[ИСХОДНЫЙ ТЕКСТ]:
..........

Признаюсь, в роли «проницательного», самоуверенного зрителя выступаю я сама. Летом мне довелось побывать на одном из последних, перед сдачей спектакля, прогонов «Весенней грозы». Вышла из зала я в смятении, с тяжелым багажом сомнений и вопросов. Почему сценическая речь героев так неестественна, зачем их жесты и пластика так утрированно театральны, отчего в спектакле господствует странная - поэтически возвышающая и иронически снижающая одновременно - интонация? И это только часть «почему», «зачем» и «отчего», на которые у меня никак не находилось ответов. Тем более что в предпремьерном интервью режиссер Александр Огарев избегал распространяться по поводу трактовки пьесы, концепции спектакля и прочих неизбежно программирующих восприятие рецензента деклараций.
Однако после прочтения пьесы премьера «Весенней грозы» - с уточненными режиссерскими акцентами - сняла для меня все вопросы, всё объяснила, расставила всё по местам. Форма, сценический язык, способ актерского существования, интонация спектакля показались абсолютно адекватными содержанию и настроению пьесы - такой неоднозначной, противоречивой и иррациональной...
Мотивы трагического столкновения чувств с грубой действительностью, вечного противоречия мужского и женского начал, хрупкости духовной красоты и магнетической тайны сексуальности, характерные для драматургии Т. Уильямса, в «Весенней грозе» звучат с грозовой напряженностью и пронзительной обреченностью. Однако Александр Огарев, поставив спектакль в жанре трагикомедии, словно подчеркнул генетическое родство драматургии Уильямса с чеховской (сам Уильямс говорил, что именно Чехов, упорно называвший свои невеселые пьесы комедиями, оказал на него наибольшее влияние); предложил зрителю ракурс, в котором события пьесы не поддаются однозначной моральной оценке, а характеры персонажей сплетены из множественных, противоречащих друг другу, но неразрывных составляющих; не побоялся, не снимая трагичности судеб героев, не лишая их живого, непосредственного обаяния, нарисовать сценические образы смешными и порой нелепыми.

..........

[ЗАДАНИЕ]:
Продолжите текст о спектакле «Весенняя гроза», начав сразу после его последнего предложения. Приведённые дальше позиции являются самостоятельным материалом.

..........

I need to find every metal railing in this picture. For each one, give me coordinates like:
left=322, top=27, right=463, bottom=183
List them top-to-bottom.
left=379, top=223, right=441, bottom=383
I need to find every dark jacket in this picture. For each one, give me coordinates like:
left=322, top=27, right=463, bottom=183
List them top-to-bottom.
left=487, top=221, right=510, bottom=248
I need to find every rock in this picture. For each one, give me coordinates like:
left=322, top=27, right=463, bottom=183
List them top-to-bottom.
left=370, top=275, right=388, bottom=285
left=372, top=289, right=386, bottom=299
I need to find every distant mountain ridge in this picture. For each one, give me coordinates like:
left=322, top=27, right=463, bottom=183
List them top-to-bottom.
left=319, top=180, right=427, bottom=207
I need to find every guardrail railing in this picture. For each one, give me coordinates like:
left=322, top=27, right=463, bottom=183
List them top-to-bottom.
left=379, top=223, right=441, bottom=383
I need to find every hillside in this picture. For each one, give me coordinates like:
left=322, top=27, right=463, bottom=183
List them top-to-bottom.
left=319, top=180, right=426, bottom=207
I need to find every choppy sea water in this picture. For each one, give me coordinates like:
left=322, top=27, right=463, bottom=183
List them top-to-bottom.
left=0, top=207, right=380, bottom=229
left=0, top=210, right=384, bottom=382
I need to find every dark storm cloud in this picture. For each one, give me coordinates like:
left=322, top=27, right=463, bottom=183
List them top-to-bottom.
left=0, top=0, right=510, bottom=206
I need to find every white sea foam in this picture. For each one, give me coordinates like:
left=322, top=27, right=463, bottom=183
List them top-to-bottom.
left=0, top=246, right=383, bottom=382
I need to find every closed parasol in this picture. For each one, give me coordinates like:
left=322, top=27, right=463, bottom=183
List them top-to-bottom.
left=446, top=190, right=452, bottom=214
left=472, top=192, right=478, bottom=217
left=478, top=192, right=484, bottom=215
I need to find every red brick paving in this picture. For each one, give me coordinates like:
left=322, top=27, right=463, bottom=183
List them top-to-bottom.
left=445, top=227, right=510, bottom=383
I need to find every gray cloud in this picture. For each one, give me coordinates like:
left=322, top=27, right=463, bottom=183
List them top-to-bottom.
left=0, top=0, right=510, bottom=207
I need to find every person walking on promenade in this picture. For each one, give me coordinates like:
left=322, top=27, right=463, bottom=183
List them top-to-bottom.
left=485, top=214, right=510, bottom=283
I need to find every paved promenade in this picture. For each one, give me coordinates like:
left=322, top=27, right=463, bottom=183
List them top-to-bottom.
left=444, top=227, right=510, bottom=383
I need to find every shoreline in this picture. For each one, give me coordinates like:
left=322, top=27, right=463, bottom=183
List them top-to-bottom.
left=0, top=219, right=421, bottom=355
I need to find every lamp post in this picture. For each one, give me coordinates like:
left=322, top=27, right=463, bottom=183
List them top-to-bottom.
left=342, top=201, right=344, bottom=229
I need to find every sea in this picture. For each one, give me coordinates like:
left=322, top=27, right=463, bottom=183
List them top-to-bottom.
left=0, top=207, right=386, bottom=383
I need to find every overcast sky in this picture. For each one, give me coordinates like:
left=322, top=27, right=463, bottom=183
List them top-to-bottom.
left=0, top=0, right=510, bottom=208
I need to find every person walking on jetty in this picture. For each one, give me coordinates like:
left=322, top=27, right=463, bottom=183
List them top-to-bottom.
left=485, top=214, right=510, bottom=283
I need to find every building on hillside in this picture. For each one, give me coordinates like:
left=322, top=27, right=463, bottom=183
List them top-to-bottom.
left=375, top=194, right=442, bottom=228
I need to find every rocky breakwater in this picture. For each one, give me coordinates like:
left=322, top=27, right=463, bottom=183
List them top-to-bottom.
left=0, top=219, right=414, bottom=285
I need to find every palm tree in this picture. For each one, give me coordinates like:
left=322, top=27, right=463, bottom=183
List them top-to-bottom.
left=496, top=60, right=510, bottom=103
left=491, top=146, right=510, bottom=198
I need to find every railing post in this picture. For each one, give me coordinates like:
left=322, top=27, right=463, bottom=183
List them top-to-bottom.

..........

[РЕЗУЛЬТАТ]:
Ирония в таком прочтении пьесы Т. Уильямса сообщает происходящему особую окраску, раскрывая отношение автора и режиссера к окружающему миру, подчеркивая трагическую безысходность положений героев. И при этом ирония, подчас весьма жесткая, уравновешена, сгармонизирована поэзией, которая разлита в воздухе спектакля, которой дышит вся его атмосфера. Та поэзия, о которой сам Теннесси Уильямс говорил, что она «не обязательно должна выражаться в словесной форме. В театре это могут быть ситуации, а может быть и молчание, паузы. Я думаю, что разговорный, абсолютно не возвышенный язык может быть более поэтичным».
Этот невероятный синтез трагедии и комедии, сплав иронии и поэзии создают притягательный, волнующий, завораживающий образ спектакля, в котором четверо молодых мечтателей отчаянно и открыто вступают в противоборство с жизнью. И терпят поражение...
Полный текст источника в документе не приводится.